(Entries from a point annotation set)

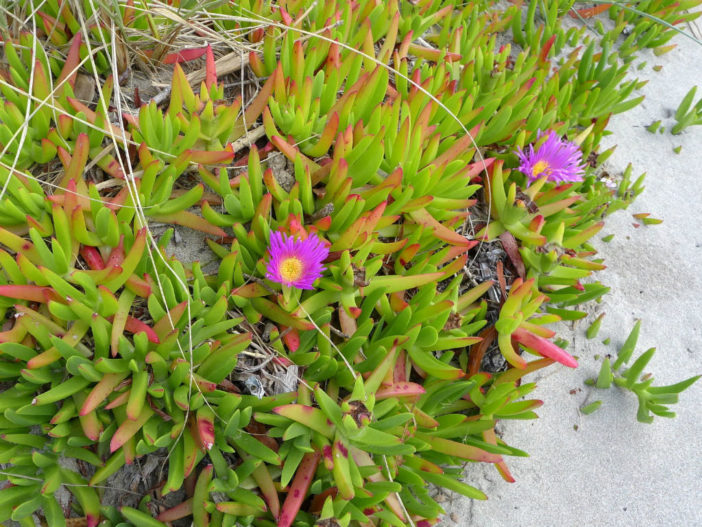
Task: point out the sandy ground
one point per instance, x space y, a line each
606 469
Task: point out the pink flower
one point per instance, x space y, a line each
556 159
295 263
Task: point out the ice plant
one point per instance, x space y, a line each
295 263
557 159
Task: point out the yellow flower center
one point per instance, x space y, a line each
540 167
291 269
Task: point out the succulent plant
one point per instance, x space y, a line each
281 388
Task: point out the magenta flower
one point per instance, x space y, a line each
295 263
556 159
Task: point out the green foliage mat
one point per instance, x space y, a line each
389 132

*Aim of the task*:
Copy out verbatim the stretch from the line containing "Task: point out the green foliage mat" through the end of the entries.

*Exercise solution*:
Task: point out the green foliage mat
one point per instance, x space y, a line each
389 132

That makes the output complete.